--- Provided passage Enclosed Below ---
Keith Devlin, The Man of Numbers (2011) is a largely historical biography about Leonardo Bigollo (~1170 – ~1250 CE), better known in his own time as Leonardo Pisano or in our time as Leonardo Fibonacci.
Fibonacci is best known for the sequence of Fibonacci numbers (1,2,3,5,8,13,21… etc), whose limit of ratios we know as the Divino Proportion coined by Luca Pacioli (1445-1517), the Golden Ratio coined by Martin Ohm (1792-1811), or as it is called in Euclid’s Elements, the extreme and mean ratio. Fibonacci numbers are only one of several mathematical puzzles posed in his Liber Abaci (1202), the Book of Calculation, a teaching book for mercantile administration, in which Leonardo describes the basics of the Hindu-Arab counting system, at the time largely unknown in Europe, where the Roman and medieval systems were still dominant. Devlin argues that the Liber Abaci caused a mathematical revolution that facilitated the mercantile boom of the Renaissance.
--- End of Enclosed Provided passage ---
Tasks to complete:
- a) Using the passage on the Fibonacci biography, decide whether each statement agrees with it, answering yes or no and quoting the deciding words: (i) Liber Abaci was a teaching book for mercantile administration. (ii) The Hindu-Arab counting system was already dominant in Europe at the time. (iii) Devlin holds that Liber Abaci helped bring about the Renaissance mercantile boom.
- b) According to the passage on the Fibonacci biography, who coined the name Divino Proportion?
The rows that follow have no connection to the passage on the Fibonacci biography.
--- Given entries Enclosed Below ---
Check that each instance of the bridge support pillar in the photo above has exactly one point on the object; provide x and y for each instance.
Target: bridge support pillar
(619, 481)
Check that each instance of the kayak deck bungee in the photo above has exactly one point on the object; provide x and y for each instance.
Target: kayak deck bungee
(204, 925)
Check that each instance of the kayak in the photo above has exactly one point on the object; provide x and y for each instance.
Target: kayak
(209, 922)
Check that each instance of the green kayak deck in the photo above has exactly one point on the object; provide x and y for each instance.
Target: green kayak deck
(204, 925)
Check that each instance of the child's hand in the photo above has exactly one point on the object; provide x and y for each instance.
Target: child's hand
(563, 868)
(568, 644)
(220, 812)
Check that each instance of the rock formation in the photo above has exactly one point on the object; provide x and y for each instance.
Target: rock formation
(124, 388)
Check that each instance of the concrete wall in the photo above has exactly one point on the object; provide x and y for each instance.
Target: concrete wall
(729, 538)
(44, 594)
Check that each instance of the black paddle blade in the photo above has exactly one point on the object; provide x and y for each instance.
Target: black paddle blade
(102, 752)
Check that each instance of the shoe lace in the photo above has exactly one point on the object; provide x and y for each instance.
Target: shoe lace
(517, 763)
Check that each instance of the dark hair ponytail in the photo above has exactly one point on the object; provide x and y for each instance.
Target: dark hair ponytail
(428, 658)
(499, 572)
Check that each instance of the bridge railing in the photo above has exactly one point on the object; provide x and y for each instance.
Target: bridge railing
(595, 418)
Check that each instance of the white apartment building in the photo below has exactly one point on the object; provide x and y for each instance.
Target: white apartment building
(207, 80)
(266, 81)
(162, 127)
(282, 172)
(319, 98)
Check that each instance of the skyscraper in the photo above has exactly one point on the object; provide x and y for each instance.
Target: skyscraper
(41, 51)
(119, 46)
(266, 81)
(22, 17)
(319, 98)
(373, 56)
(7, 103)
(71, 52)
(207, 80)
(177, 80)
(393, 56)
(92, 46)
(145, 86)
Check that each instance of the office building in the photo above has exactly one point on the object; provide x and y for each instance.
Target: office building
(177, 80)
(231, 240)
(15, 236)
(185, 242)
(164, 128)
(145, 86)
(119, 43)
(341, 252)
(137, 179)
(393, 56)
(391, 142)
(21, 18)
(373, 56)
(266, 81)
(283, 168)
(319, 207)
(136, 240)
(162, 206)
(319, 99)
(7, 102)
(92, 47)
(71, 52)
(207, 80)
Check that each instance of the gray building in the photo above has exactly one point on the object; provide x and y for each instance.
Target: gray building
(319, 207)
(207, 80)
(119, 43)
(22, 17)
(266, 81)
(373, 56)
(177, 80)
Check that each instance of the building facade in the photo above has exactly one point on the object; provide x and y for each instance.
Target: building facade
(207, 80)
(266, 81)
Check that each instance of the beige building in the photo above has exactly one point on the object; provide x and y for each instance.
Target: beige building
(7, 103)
--- End of Enclosed Given entries ---
Expected results:
- a)
(i) Yes: "a teaching book for mercantile administration"
(ii) No: "at the time largely unknown in Europe, where the Roman and medieval systems were still dominant"
(iii) Yes: "caused a mathematical revolution that facilitated the mercantile boom of the Renaissance"

- b) Luca Pacioli.